* Work to be completed *
Rewrite the records below from the line containing "Above is an image. Your task is to detect evergreen" through the last line of the records, changing "chair leg" to "table leg" and leaving everything else as it is.

>> Begin

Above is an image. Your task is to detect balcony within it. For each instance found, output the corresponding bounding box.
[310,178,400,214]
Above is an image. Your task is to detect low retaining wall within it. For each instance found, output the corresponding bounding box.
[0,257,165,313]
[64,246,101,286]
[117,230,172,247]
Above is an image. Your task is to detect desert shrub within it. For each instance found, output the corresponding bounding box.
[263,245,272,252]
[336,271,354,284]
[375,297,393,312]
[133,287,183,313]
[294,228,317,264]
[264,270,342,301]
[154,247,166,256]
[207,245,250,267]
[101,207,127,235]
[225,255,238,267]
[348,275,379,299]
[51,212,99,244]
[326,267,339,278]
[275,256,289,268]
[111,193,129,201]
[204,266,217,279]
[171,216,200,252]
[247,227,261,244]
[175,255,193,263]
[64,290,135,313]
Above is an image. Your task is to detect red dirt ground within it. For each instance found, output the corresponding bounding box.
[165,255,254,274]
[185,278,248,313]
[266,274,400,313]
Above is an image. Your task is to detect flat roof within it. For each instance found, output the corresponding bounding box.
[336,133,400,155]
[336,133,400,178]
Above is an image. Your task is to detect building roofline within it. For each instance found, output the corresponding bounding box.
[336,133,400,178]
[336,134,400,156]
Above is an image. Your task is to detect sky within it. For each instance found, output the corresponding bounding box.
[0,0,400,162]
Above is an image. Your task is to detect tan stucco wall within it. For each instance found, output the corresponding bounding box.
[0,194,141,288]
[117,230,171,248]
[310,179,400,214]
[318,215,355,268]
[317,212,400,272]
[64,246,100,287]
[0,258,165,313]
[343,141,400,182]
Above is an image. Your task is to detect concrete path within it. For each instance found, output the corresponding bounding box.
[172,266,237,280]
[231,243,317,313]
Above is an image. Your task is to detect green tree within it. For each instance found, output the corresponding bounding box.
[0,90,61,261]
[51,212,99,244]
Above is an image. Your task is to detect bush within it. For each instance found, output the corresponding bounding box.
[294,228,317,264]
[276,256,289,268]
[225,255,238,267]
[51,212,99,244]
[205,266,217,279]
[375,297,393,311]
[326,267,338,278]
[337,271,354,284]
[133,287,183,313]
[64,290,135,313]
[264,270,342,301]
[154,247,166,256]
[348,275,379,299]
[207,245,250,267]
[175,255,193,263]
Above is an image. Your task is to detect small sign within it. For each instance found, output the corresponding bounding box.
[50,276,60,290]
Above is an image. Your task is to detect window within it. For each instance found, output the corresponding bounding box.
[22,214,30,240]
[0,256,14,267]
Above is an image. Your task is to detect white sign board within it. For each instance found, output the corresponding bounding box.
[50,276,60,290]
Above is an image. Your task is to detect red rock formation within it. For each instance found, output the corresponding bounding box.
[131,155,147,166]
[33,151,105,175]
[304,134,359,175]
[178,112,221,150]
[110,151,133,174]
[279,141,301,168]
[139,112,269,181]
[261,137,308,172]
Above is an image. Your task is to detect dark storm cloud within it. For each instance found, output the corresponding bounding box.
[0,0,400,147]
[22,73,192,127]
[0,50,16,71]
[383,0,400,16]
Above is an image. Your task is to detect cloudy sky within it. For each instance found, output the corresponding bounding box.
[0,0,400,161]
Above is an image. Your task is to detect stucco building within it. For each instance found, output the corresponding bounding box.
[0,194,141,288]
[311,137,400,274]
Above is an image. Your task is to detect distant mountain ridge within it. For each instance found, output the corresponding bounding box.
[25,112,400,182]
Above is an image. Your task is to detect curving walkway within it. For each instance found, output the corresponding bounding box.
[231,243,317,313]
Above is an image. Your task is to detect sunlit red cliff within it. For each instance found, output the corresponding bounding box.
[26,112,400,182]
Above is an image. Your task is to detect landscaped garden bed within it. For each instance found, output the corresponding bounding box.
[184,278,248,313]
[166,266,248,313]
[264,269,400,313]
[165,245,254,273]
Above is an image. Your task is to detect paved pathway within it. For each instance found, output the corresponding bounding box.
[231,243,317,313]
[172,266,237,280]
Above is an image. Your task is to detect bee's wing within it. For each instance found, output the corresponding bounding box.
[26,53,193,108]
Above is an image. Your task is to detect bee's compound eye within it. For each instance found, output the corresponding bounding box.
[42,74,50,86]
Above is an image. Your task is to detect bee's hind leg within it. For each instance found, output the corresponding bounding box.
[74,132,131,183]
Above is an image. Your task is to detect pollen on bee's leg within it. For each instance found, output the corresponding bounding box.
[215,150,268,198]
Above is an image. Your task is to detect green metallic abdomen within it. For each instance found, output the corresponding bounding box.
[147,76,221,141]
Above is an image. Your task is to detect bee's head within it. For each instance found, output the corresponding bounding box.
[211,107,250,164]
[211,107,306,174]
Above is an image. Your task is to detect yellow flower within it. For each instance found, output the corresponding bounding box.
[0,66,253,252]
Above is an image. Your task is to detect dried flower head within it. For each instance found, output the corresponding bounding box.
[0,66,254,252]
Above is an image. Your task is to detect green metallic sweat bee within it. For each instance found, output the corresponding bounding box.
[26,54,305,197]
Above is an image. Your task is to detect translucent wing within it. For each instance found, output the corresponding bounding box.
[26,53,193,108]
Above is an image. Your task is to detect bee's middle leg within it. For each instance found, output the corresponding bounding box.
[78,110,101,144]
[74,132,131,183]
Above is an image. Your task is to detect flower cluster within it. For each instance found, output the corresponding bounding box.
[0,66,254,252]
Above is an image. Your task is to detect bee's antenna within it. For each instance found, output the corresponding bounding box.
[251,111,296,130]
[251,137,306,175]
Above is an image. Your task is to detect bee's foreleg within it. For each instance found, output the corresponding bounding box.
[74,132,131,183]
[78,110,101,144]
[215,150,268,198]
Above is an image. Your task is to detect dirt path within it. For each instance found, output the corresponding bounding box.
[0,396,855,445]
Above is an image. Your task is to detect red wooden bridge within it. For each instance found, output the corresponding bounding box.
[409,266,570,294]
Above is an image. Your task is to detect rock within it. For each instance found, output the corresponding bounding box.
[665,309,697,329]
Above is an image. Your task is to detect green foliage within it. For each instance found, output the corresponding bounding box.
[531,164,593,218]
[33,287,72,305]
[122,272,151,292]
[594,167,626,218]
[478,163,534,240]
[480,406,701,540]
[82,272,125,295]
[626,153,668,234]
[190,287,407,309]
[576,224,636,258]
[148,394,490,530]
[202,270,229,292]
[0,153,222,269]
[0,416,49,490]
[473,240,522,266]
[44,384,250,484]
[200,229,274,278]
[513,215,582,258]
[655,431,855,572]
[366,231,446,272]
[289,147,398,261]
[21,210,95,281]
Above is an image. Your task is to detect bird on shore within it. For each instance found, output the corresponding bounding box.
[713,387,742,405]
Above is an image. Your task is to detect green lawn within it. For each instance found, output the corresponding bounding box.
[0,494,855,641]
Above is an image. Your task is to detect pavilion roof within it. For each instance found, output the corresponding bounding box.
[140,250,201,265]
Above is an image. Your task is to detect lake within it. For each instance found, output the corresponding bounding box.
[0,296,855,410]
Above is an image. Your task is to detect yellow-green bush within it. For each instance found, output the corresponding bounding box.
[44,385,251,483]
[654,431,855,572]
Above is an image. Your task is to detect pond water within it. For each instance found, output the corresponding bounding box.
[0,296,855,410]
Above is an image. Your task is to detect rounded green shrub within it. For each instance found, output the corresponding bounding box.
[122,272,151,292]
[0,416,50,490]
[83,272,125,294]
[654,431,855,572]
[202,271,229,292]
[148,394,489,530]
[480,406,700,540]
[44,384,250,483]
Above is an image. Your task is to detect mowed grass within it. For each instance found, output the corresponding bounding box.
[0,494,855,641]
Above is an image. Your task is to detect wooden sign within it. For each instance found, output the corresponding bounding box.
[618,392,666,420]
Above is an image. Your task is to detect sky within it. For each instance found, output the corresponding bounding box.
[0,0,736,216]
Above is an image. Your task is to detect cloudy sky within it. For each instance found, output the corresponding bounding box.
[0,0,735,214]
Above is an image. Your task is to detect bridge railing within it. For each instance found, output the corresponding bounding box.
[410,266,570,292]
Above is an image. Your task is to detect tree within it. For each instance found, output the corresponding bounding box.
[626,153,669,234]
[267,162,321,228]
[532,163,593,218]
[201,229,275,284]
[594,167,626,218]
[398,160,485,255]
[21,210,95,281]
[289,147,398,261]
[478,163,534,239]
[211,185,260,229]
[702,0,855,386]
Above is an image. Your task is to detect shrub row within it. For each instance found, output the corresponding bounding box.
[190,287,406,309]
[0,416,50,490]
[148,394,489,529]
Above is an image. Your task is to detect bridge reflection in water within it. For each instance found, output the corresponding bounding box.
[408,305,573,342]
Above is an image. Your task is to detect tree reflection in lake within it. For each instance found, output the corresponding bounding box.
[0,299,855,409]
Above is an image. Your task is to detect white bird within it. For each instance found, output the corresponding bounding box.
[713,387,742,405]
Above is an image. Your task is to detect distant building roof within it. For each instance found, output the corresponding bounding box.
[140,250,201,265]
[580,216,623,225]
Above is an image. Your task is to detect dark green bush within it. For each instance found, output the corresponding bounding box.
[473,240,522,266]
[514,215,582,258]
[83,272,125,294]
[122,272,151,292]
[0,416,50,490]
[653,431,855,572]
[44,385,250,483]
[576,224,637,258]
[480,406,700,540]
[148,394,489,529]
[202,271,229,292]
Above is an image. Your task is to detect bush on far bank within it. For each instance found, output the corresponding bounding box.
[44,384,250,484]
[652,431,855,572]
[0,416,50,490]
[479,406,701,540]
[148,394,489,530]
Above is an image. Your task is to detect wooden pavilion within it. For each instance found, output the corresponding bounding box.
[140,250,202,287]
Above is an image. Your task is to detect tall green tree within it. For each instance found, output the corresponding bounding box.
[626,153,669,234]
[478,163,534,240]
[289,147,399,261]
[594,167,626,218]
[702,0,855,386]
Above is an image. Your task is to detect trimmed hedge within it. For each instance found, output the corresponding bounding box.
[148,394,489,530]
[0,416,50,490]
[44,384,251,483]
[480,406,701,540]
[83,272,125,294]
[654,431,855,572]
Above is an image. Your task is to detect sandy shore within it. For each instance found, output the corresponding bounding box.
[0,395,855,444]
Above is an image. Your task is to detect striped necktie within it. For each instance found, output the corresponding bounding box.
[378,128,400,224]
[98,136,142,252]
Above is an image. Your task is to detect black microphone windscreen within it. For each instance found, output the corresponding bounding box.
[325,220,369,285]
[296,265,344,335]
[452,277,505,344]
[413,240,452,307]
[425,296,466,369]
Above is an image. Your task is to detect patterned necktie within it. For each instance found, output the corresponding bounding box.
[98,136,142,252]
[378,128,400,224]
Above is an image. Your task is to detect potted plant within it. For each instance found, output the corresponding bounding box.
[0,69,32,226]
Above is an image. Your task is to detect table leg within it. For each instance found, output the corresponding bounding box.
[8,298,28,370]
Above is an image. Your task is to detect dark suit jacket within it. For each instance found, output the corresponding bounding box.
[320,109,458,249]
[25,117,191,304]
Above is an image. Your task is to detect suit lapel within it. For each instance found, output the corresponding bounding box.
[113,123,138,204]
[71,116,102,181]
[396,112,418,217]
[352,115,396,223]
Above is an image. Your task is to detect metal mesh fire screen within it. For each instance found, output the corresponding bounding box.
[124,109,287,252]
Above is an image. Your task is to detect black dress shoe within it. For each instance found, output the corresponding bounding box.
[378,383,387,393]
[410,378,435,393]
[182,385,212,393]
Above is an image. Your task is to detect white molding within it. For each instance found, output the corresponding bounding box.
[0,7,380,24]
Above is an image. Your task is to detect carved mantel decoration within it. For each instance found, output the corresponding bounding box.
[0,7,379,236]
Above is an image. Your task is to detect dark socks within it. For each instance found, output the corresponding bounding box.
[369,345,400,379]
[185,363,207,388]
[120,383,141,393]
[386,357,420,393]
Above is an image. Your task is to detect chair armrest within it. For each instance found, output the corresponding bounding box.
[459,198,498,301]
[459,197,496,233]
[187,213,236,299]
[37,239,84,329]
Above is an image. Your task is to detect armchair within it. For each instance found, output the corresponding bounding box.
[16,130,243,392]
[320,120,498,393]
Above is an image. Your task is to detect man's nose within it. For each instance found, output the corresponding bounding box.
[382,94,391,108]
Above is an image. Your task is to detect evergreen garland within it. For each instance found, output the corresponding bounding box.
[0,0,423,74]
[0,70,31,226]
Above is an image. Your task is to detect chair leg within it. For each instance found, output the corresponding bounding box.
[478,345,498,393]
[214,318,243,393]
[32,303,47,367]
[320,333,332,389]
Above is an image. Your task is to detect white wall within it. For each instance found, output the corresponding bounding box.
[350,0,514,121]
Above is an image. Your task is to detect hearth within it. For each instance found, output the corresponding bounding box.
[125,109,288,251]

>> End

* Response to the task *
Above is an image. Your task is to detect evergreen garland within it. For each instance found, output the corresponding bounding box.
[0,0,423,74]
[0,70,31,226]
Above is an image. Your task is to detect table leg within it. For each instance found, output the corresponding bounding box.
[478,345,498,393]
[214,318,243,393]
[32,303,47,367]
[320,333,332,389]
Above is an image. Your task is to detect white wall within it. For each instance found, output the corresponding bounding box.
[350,0,514,121]
Above is an image. Your task is to detect hearth within it. For each instance found, output the corresponding bounding box.
[125,109,288,251]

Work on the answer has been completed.